_Recorded data_:
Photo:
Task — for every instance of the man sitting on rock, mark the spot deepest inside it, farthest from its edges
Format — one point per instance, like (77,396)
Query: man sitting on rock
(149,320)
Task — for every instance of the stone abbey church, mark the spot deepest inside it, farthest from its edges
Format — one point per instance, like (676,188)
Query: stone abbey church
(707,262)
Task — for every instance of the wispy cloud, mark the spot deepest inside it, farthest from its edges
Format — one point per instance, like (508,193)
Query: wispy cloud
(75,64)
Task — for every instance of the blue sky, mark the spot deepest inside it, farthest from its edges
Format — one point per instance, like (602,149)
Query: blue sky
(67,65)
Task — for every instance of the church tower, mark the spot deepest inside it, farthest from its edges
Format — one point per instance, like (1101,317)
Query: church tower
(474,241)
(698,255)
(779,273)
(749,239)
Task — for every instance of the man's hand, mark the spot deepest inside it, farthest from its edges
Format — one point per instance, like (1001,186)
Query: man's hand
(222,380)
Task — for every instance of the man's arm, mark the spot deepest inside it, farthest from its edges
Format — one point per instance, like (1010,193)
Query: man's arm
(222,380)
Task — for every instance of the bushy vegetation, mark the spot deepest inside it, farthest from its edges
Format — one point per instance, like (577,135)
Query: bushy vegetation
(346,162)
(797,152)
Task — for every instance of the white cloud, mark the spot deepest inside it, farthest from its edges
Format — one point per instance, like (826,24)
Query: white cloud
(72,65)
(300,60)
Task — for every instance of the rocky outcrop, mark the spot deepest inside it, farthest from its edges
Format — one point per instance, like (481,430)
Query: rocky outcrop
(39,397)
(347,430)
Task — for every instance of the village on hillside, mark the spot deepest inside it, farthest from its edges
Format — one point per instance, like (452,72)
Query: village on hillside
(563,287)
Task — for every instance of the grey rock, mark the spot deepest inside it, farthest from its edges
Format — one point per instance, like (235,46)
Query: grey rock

---

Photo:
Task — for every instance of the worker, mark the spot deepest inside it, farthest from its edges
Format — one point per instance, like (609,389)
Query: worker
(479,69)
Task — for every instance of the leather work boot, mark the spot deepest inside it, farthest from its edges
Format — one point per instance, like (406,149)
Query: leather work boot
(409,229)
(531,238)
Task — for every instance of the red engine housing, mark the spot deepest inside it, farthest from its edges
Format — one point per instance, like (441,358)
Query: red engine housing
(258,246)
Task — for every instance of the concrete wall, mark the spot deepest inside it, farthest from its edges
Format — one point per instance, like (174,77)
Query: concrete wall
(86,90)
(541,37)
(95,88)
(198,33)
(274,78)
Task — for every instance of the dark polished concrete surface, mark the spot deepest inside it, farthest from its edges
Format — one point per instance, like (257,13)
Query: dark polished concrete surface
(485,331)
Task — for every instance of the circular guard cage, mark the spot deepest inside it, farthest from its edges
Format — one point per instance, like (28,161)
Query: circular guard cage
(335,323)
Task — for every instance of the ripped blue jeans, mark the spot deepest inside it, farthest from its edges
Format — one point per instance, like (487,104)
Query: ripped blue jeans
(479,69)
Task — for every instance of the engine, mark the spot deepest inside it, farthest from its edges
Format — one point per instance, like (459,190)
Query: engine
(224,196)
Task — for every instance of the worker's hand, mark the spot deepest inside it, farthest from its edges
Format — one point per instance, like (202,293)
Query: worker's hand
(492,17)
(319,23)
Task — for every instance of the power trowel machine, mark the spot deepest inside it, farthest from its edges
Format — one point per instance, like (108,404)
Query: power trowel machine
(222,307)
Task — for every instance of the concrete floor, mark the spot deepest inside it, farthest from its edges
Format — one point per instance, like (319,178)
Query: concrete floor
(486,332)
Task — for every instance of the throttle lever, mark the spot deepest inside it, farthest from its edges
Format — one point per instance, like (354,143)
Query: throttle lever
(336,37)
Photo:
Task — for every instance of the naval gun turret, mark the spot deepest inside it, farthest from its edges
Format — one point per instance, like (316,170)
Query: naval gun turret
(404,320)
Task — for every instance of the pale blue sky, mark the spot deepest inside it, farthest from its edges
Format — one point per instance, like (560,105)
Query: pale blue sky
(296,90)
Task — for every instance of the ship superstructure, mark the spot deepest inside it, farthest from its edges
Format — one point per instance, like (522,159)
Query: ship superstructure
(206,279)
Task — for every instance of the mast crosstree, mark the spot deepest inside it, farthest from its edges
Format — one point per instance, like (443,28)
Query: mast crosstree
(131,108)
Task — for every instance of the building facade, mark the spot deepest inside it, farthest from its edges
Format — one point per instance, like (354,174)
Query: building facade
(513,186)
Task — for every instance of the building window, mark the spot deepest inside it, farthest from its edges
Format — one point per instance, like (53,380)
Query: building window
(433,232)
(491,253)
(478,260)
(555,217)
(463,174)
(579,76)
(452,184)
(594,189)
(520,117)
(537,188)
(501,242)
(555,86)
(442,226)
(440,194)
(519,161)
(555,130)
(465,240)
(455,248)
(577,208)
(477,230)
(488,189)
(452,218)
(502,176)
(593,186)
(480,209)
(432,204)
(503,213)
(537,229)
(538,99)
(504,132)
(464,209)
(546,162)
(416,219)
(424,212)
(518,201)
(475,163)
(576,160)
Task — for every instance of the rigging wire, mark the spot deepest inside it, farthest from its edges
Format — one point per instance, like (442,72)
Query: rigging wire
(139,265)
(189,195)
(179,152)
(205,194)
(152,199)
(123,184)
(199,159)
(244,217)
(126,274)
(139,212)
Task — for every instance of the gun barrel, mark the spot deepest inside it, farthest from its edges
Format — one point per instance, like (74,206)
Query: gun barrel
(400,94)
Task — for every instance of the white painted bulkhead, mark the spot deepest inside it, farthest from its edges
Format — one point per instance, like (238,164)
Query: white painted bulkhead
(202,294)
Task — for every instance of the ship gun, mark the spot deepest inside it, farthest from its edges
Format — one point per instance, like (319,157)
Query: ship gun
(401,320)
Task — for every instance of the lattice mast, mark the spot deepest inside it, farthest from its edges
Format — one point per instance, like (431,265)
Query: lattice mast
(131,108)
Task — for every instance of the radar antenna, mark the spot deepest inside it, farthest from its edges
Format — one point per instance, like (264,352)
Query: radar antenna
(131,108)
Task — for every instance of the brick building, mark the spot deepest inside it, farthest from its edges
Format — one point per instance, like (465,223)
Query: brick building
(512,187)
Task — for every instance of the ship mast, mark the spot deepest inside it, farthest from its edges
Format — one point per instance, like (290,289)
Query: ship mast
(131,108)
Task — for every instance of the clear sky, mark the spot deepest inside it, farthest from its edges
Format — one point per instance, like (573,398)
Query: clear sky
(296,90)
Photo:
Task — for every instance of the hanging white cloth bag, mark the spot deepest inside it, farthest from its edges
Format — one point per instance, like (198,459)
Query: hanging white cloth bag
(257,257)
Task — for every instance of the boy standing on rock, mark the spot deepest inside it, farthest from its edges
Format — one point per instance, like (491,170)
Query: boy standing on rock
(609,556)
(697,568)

_Work to be completed_: Which lines in the listing above contain the word "superstructure"? Copy each of them.

_Complete output_:
Task — for every instance of the ship superstructure, mark the spot deepest inside it, farthest from its edges
Query: ship superstructure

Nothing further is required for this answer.